Work to be completed
According to the QoS page, what is the maximum walltime for jobs run under the shortq QoS?

Given passage
- Opening Delimiter -
QoS (Quality of Service)#
We have implemented Quality of Service (QoS) starting 6th of June 2018.
The QoS can be added to each job that is submitted to Slurm. The quality of service associated with a job will affect the job in three ways:
Job Scheduling Priority
Job Preemption
Job Limits
How to run jobs with QoS#
A table to show the differences between QoS:
Queue |
Description |
Max Walltime |
Max GPU per user |
Max CPU per user |
Priority |
Preemption |
---|---|---|---|---|---|---|
normal |
Default QoS for every job |
7 days |
4 |
200 |
50 |
No |
rtq |
QoS for interactive job |
48 hours |
6 |
72 |
200 |
No |
irq |
QoS for interruptable job |
7 days |
No limit |
No limit |
200 |
Yes |
shortq |
QoS for job with short walltime |
30 mins |
10 |
280 |
250 |
No |
Explanation#
These QoS are applied to the partition comp
.
- Closing Delimiter -
Saved entries:
- Opening Delimiter -
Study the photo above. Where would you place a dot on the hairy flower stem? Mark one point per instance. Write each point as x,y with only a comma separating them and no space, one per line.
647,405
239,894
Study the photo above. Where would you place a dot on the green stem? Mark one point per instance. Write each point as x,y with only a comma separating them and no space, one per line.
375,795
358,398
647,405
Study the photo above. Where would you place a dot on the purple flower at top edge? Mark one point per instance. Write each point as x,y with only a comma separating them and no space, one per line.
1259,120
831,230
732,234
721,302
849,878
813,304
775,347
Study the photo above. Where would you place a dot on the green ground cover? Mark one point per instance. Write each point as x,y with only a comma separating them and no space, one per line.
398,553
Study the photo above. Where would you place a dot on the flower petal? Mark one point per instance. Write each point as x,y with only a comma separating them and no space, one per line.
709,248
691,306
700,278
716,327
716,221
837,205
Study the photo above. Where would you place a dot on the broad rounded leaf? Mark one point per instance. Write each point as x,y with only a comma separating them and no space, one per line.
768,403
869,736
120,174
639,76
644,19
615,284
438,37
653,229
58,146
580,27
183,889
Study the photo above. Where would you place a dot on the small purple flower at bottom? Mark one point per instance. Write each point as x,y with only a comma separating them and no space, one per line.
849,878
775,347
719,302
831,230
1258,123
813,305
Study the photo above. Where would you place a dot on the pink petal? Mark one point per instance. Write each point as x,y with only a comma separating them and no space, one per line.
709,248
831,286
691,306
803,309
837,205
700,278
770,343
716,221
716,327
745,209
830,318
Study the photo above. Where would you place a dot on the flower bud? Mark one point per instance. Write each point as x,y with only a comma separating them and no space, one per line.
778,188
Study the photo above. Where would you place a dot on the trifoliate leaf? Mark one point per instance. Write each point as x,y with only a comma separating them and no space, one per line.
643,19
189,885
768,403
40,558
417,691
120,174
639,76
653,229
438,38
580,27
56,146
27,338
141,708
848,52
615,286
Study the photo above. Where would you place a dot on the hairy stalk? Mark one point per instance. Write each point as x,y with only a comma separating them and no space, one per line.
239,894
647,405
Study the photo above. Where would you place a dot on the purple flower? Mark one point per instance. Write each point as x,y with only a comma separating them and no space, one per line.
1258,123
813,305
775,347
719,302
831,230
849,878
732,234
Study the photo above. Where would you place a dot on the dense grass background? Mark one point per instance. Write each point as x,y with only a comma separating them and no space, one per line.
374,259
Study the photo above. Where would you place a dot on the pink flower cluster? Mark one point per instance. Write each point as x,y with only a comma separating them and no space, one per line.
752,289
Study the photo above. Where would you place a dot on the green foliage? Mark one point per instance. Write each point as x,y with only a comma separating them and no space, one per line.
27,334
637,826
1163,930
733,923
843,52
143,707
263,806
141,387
- Closing Delimiter -
Response
30 minutes.